> Brano fornito
Sembra
che tutti siano d’accordo nel dire che il lavoro di squadra è una buona idea.
Sicuramente ci credono sia i presidenti che gli allenatori delle squadre
sportive (Inter fa eccezione ndr) . E, senza dubbio, ci credono anche i dirigenti ed i manager di molte
delle grandi aziende americane. Le persone migliorano in efficacia quando
lavorano in team rispetto a come si comportano quando sono individui isolati.
Le persone che hanno un obiettivo comune pensano che lavorare in team sia molto
vantaggioso.
Ma
cosa possiamo dire quando parliamo delle aziende? Se il lavoro di squadra è una
idea formidabile per i singoli individui, non può essere una buona idea
applicarlo alle organizzazioni? Dopo tutto, le aziende non possono essere viste
come somma di gruppi organizzati? Secondo la Teoria dei Constraints possiamo
considerarle in questo modo. L’ufficio commerciale può realizzare una vendita,
ma senza la cooperazione del magazzino il cliente non riceverà mai la merce.
Senza la collaborazione della produzione non ci sarebbero prodotti da vendere.
Senza l’opportuno contributo dei progettisti, la produzione non avrebbe nulla
da costruire. Allora, creare un lavoro di squadra tra gli organismi che formano
una azienda non solo è una cosa desiderabile, ma è una condizione assolutamente
necessaria per avere successo.
Ma,
se ci possono essere similitudini tra le squadre sportive professioniste e le
aziende, ci sono anche delle differenze. Nel caso della azienda, nessuno resta
in panchina. Non ci sono giocatori di riserva. L’azienda comprende solo quegli
organismi che gli sono assolutamente necessari per competere con successo. Ad
esempio, non ci sono uffici vendite alternativi che restano in attesa di
entrare in gioco quando si presenta l’opportunità. Come non ci sono impianti di
produzione di riserva che aspettano di essere messi in funzione. Una azienda
competitiva include solo quegli organismi che gli sono necessari e sufficienti
al fine di competere con successo, perché il costo di avere sostituti sarebbe
un fardello insopportabile per il resto della squadra.

> Esempi di etichettatura di punti

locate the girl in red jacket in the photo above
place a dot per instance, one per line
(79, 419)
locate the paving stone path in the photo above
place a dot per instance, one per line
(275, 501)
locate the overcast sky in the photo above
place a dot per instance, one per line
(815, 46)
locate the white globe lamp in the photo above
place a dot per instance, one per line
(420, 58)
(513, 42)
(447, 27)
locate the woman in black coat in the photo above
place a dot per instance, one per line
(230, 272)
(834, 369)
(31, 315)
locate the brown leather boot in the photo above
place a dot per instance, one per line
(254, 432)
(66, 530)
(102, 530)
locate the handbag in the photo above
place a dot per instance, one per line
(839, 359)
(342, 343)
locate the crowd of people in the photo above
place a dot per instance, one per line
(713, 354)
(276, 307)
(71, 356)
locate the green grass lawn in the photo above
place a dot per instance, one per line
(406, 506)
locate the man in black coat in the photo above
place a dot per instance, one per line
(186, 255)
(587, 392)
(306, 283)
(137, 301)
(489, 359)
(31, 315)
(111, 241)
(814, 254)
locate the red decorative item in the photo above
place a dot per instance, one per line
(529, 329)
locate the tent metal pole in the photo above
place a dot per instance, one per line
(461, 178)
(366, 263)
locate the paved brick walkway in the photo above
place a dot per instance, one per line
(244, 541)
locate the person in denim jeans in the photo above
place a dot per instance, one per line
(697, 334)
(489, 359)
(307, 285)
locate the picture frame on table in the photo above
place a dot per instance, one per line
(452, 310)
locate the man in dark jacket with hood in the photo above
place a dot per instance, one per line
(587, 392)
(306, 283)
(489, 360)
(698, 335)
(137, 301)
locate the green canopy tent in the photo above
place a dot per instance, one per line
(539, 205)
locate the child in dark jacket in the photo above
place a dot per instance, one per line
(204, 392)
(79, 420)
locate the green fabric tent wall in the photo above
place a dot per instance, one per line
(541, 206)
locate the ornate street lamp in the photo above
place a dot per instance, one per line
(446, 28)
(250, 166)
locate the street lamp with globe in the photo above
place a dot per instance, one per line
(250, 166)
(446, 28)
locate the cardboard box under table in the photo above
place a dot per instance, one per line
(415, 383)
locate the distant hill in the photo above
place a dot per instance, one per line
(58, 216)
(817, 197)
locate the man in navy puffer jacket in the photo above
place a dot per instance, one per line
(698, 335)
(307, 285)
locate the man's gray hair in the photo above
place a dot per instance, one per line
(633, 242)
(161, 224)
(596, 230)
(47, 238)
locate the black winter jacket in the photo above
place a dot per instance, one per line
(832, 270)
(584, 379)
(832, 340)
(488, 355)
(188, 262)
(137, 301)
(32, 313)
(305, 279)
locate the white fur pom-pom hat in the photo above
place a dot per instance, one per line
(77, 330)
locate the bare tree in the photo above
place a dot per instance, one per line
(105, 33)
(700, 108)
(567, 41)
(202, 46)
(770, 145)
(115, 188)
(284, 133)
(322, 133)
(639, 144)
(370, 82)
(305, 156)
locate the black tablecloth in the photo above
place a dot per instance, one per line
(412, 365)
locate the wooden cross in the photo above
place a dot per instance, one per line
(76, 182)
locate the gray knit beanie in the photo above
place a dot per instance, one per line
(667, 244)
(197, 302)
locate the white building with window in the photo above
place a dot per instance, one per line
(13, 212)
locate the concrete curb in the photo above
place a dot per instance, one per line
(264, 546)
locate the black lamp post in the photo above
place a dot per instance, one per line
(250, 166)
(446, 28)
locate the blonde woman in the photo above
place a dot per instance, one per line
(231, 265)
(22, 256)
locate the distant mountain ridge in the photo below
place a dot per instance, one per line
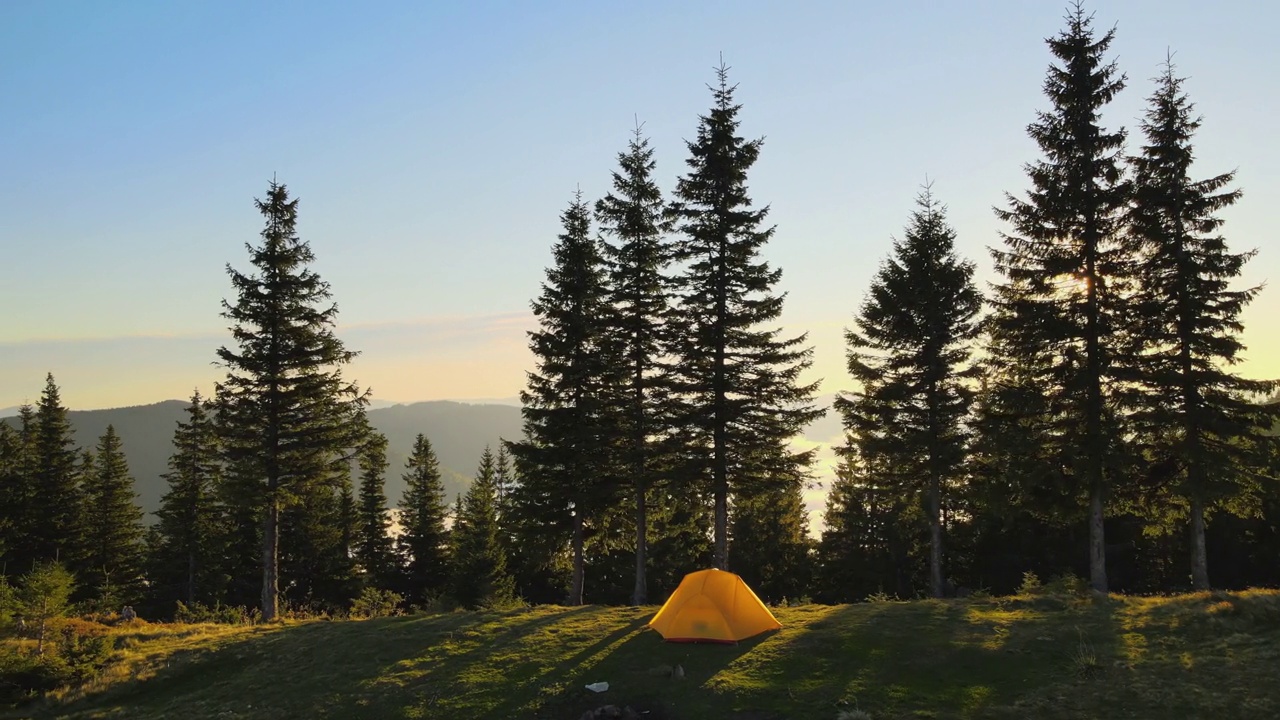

> Esercizio assegnato
Prosegui il brano sul lavoro di squadra nelle aziende partendo dopo la sua ultima frase. I dati non hanno alcun ruolo in questo lavoro.

> Risposta all'esercizio
Questo
è un problema? Di solito no, non è un problema. Comunque non ci sono
alternative nell’avere solo i giocatori necessari. Ma se l’azienda di successo
ha solo le risorse necessarie e sufficienti per lo svolgimento della sua
attività, che cosa succede se anche una sola di queste risorse non fa la sua
parte? Per la Teoria dei Constraints, la risposta più ovvia è anche quella
corretta. L’intero team, l’azienda, fallisce nel proprio intento.
Per
questa ragione, la Teoria dei Constraints ci dice che la misura con cui si
valuta ciascun membro di qualunque organismo che compone l’azienda deve essere
basata sul contributo che l’organismo stesso fornisce al raggiungimento dei
risultati aziendali. Ad esempio, consideriamo l’effetto di giudicare le
prestazioni di uno stabilimento sulla base dei chilogrammi di prodotto che lo
stabilimento produce, senza considerare se sta producendo il mix corretto di
prodotti. Molto probabilmente lo stabilimento riesce a lavorare a pieno regime.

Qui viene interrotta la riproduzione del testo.